--- start ---

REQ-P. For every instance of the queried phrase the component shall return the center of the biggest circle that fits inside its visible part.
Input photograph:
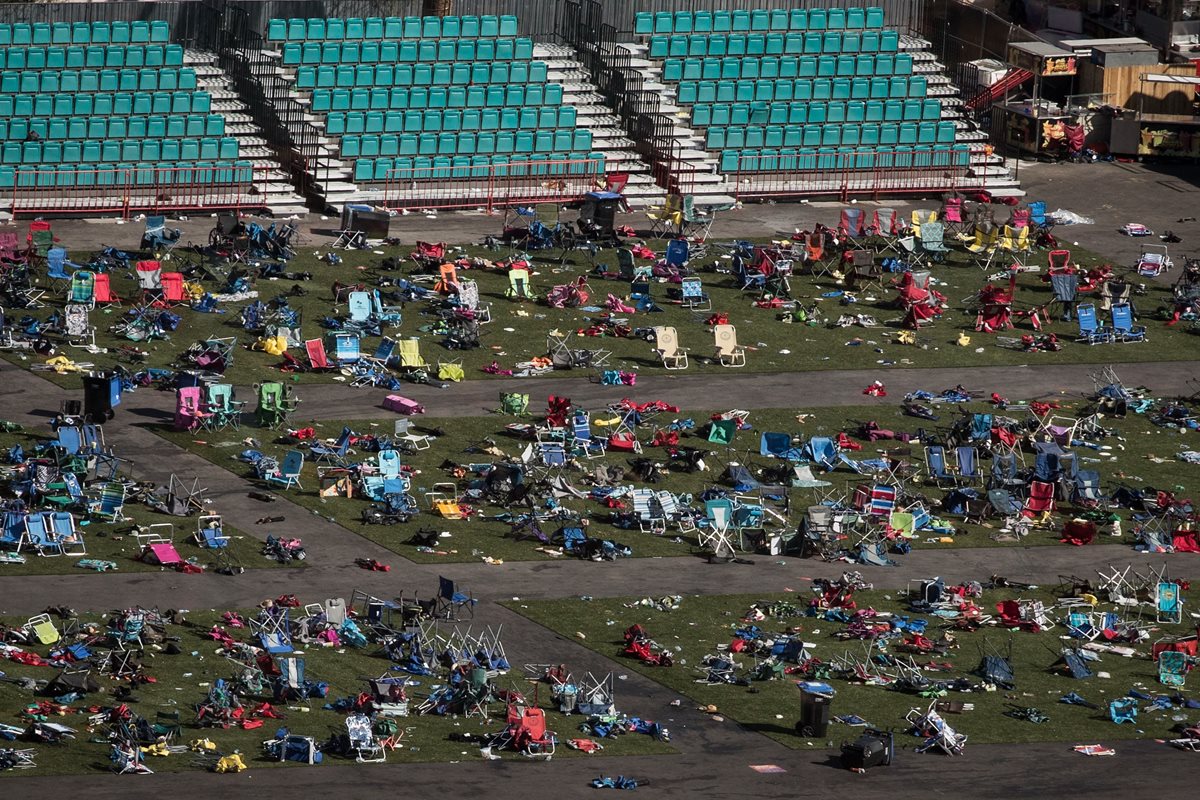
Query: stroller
(429, 256)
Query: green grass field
(1138, 455)
(519, 331)
(703, 624)
(115, 542)
(184, 680)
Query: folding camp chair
(1123, 330)
(666, 344)
(1153, 260)
(384, 313)
(223, 410)
(67, 539)
(952, 215)
(729, 353)
(666, 218)
(451, 601)
(694, 222)
(984, 245)
(939, 471)
(1173, 668)
(864, 274)
(886, 228)
(1041, 500)
(693, 295)
(150, 281)
(677, 253)
(75, 324)
(109, 506)
(628, 268)
(519, 284)
(39, 536)
(363, 741)
(275, 404)
(359, 307)
(55, 263)
(852, 228)
(210, 531)
(157, 238)
(1015, 241)
(335, 453)
(967, 465)
(714, 535)
(1090, 330)
(1168, 602)
(409, 355)
(402, 432)
(933, 242)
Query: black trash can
(101, 392)
(873, 749)
(814, 715)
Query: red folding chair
(1041, 499)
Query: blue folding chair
(451, 601)
(335, 455)
(1090, 329)
(1123, 330)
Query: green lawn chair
(514, 403)
(275, 403)
(411, 353)
(721, 432)
(451, 371)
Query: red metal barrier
(131, 190)
(847, 173)
(492, 186)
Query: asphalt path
(715, 758)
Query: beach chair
(76, 328)
(666, 344)
(157, 238)
(161, 552)
(933, 241)
(693, 295)
(39, 536)
(451, 601)
(190, 413)
(1123, 330)
(939, 471)
(694, 222)
(275, 404)
(519, 284)
(1122, 710)
(1173, 668)
(109, 506)
(333, 455)
(67, 539)
(210, 531)
(1041, 499)
(411, 354)
(448, 280)
(1090, 330)
(1168, 602)
(714, 536)
(667, 217)
(83, 289)
(318, 361)
(967, 459)
(729, 353)
(402, 432)
(223, 410)
(363, 741)
(150, 281)
(383, 313)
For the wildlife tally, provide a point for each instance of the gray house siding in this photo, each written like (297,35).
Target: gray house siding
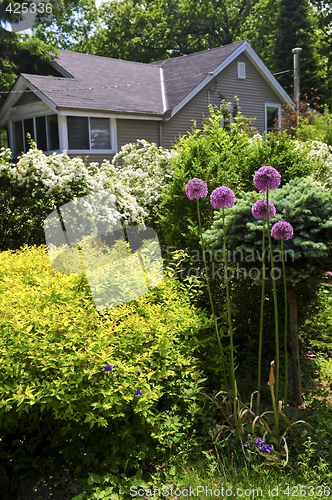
(27,98)
(127,131)
(131,130)
(253,92)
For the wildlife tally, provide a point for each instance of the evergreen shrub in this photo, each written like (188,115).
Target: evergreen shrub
(57,400)
(221,158)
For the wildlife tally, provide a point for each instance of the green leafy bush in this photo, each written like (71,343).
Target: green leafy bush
(220,158)
(56,398)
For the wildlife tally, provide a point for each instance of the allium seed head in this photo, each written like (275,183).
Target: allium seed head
(196,188)
(222,197)
(267,177)
(259,209)
(282,230)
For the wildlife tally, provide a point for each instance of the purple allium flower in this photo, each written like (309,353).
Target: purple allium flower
(108,368)
(282,230)
(259,209)
(267,177)
(222,197)
(265,448)
(196,188)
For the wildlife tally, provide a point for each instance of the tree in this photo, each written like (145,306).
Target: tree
(294,29)
(22,54)
(72,27)
(307,206)
(148,30)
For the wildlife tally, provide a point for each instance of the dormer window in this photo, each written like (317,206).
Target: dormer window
(241,70)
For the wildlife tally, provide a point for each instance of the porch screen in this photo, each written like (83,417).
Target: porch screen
(100,133)
(78,132)
(28,129)
(272,117)
(41,133)
(52,132)
(18,137)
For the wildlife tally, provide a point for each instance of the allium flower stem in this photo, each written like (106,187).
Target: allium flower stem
(261,324)
(211,301)
(286,321)
(230,329)
(276,322)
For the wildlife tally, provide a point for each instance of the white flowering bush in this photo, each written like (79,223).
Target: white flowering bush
(38,184)
(145,172)
(320,155)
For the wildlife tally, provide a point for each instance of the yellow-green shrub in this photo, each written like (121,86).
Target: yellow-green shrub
(54,347)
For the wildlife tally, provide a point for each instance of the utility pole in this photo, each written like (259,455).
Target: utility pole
(296,63)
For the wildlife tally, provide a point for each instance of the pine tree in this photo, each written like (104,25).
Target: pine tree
(294,29)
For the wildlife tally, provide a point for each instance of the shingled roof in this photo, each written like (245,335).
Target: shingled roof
(183,74)
(102,83)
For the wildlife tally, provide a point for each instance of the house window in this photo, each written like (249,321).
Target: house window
(241,70)
(86,133)
(43,130)
(272,117)
(227,118)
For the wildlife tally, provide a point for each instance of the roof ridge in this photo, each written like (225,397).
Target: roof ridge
(100,57)
(195,53)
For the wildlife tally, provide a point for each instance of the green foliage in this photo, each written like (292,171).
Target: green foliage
(306,205)
(317,127)
(317,329)
(294,29)
(22,54)
(57,404)
(220,158)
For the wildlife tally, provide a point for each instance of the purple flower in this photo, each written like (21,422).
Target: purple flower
(108,368)
(259,209)
(282,230)
(222,197)
(196,188)
(265,448)
(267,177)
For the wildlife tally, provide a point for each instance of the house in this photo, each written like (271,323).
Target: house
(98,104)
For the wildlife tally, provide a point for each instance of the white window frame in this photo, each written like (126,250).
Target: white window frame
(94,151)
(241,70)
(272,105)
(12,131)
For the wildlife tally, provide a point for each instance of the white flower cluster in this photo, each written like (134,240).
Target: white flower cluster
(133,187)
(145,172)
(320,154)
(58,176)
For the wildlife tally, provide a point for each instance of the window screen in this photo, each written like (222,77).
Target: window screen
(41,133)
(53,133)
(241,70)
(18,135)
(100,133)
(28,129)
(78,132)
(272,116)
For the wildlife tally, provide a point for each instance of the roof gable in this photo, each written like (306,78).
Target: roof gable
(111,85)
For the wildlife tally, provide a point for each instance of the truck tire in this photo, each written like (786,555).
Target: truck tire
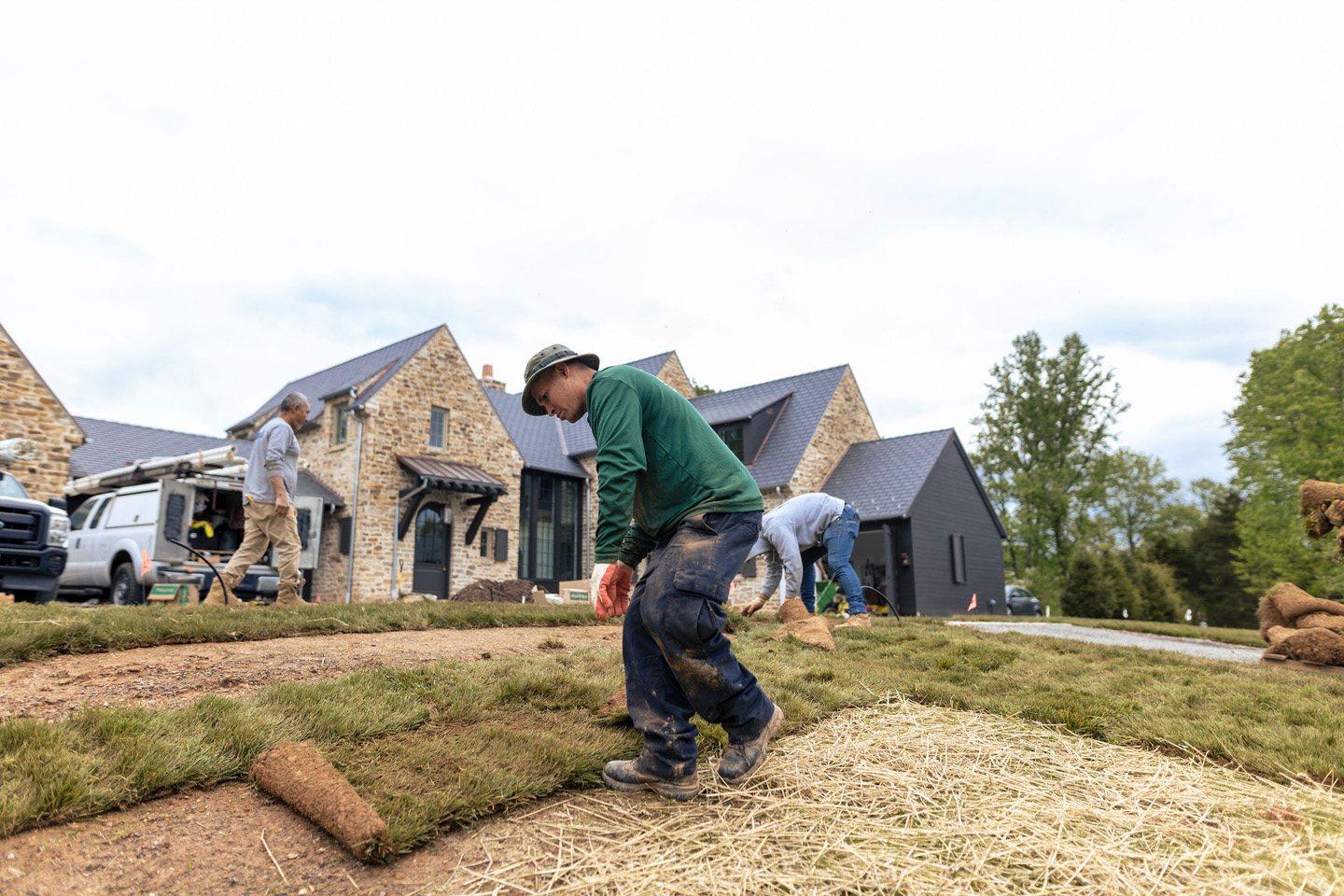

--- end ---

Aim of the exercise -> Retype all of the items above exactly as they appear, and leave the pictures out of your copy.

Answer to the task ->
REQ-P. For every instance of the queried phrase the component shall return the center of the biggest circle that fits inside its visible part.
Input photograph:
Query: stroller
(429, 256)
Query: green grass field
(1138, 455)
(519, 331)
(703, 624)
(115, 542)
(184, 680)
Query: folding camp chair
(1123, 330)
(666, 344)
(1153, 260)
(384, 313)
(223, 410)
(67, 539)
(952, 215)
(729, 353)
(666, 218)
(451, 601)
(694, 222)
(984, 245)
(939, 471)
(1173, 668)
(864, 274)
(886, 228)
(1041, 500)
(693, 295)
(150, 281)
(677, 253)
(75, 324)
(109, 506)
(628, 268)
(519, 284)
(39, 536)
(363, 741)
(275, 404)
(359, 307)
(55, 263)
(852, 228)
(210, 531)
(157, 238)
(1015, 241)
(335, 453)
(967, 465)
(714, 535)
(1090, 330)
(1168, 602)
(409, 355)
(402, 432)
(933, 242)
Query: black trash can
(101, 392)
(873, 749)
(814, 715)
Query: red folding chair
(1041, 499)
Query: blue folding chair
(451, 601)
(335, 455)
(1090, 329)
(1123, 330)
Query: green lawn chair
(514, 403)
(275, 403)
(411, 353)
(721, 432)
(451, 371)
Query: red metal barrier
(131, 190)
(847, 173)
(492, 186)
Query: asphalt path
(715, 758)
Query: beach chair
(76, 328)
(666, 344)
(157, 238)
(161, 552)
(933, 241)
(693, 295)
(39, 536)
(451, 601)
(190, 413)
(1123, 330)
(939, 471)
(694, 222)
(275, 404)
(519, 284)
(1122, 710)
(1173, 668)
(109, 506)
(333, 455)
(67, 539)
(210, 531)
(1041, 499)
(411, 354)
(448, 280)
(1090, 330)
(1168, 602)
(714, 536)
(667, 217)
(83, 289)
(318, 361)
(967, 459)
(729, 353)
(402, 432)
(223, 410)
(363, 741)
(150, 281)
(383, 313)
For the wildlife tally, provide a point for each instance of the gray house siding in this photo, each written like (297,35).
Target: gray house siding
(27,98)
(127,131)
(131,130)
(253,92)
For the wildlife tally, provide a point for each instance of the evergreen shrub in this photo, each written like (188,115).
Target: evergreen shrub
(57,400)
(221,158)
For the wildlife tally, provide a point for each instance of the green leafy bush in this photo, each written like (71,343).
Target: green leafy bush
(220,158)
(56,398)
For the wildlife tally, provide a point for each instance of the allium seed head in this photo, each written like (275,183).
Target: allium seed head
(196,188)
(222,197)
(267,177)
(259,209)
(282,230)
For the wildlife tally, provide a point for each instance of the purple allium flower in this photo, each written like (309,353).
Target: purple allium flower
(108,368)
(282,230)
(259,209)
(267,177)
(222,197)
(265,448)
(196,188)
For the wildlife tally, provide a point for each instance of the tree in this photo, each written like (145,306).
Target: tree
(294,29)
(22,54)
(72,27)
(307,206)
(148,30)
For the wildlife tally, provide a point for each instance of the dormer window in this photo, each written like (317,206).
Target: dormer window
(241,70)
For the wildlife tally, provide a point for each instance of the porch screen in this photo, each written like (83,417).
Target: porch screen
(100,133)
(78,132)
(28,129)
(272,117)
(41,133)
(52,132)
(18,137)
For the wildlife tally, provide a point for each instance of the allium flower stem in this photo, each written like (106,187).
Target: allium flower stem
(261,324)
(211,301)
(286,321)
(230,329)
(276,322)
For the wildlife tally, provide a point for each instance of the white flowering bush in this photo, each written like (79,223).
Target: white flowering bush
(38,184)
(145,172)
(320,155)
For the wildlife tally, provide a point for each instance of the yellow-green shrub in this photo, each written like (121,86).
Target: yellow-green shrub
(54,347)
For the wildlife tally, provide a point for each instance of the utility pole in this photo, each written like (259,455).
Target: utility pole
(296,63)
For the wildlife tally, provide a point for each instance of the pine tree in this photo, each written like (104,25).
Target: pine tree
(294,29)
For the wildlife tally, provide a point for each instance of the shingled roof in this photo, each written like (245,335).
Target: shingled roof
(183,74)
(102,83)
For the wildlife tally, provide a point for each instance of the house window in this photo, each written like (249,321).
Target: house window
(241,70)
(86,133)
(43,130)
(272,117)
(227,118)
For the wildlife tally, provide a point for each instance of the roof ridge in this photo, each written like (225,397).
Target: roof ridge
(100,57)
(195,53)
For the wildlife tally, provide a point for each instance of the green foliage in this photo, each written like (292,171).
Target: green foliage
(306,205)
(317,127)
(317,329)
(294,29)
(22,54)
(57,404)
(220,158)
For the wildlife tally, provide a point for each instance of the purple flower in this photo, each written like (21,422).
Target: purple flower
(108,368)
(259,209)
(282,230)
(222,197)
(196,188)
(265,448)
(267,177)
For the wildlife tally, provide a point for each instance of the house in this photo, each written like (271,323).
Target: house
(98,104)
For the wildlife tally, provide a point for each instance of the white window frame in this photo, each written like (126,250).
Target: white window frame
(94,151)
(241,70)
(272,105)
(12,131)
For the wildlife tally, provide a point for each instance of the white flower cluster in this photo, each written like (134,240).
Target: white flower cluster
(133,187)
(145,172)
(320,154)
(58,176)
For the wildlife tally, provide a point for each instance of the window screen in this photo, each written like (222,77).
Target: window screen
(41,133)
(53,133)
(241,70)
(18,135)
(100,133)
(28,129)
(78,132)
(272,116)
For the wildlife tally, provide a point for each instance of the roof gable in this photo, each written like (306,78).
Target: roof gable
(111,85)
For the wildlife tally, provide a point for each instance of the truck tire in this photo, each written like (786,555).
Target: truck tire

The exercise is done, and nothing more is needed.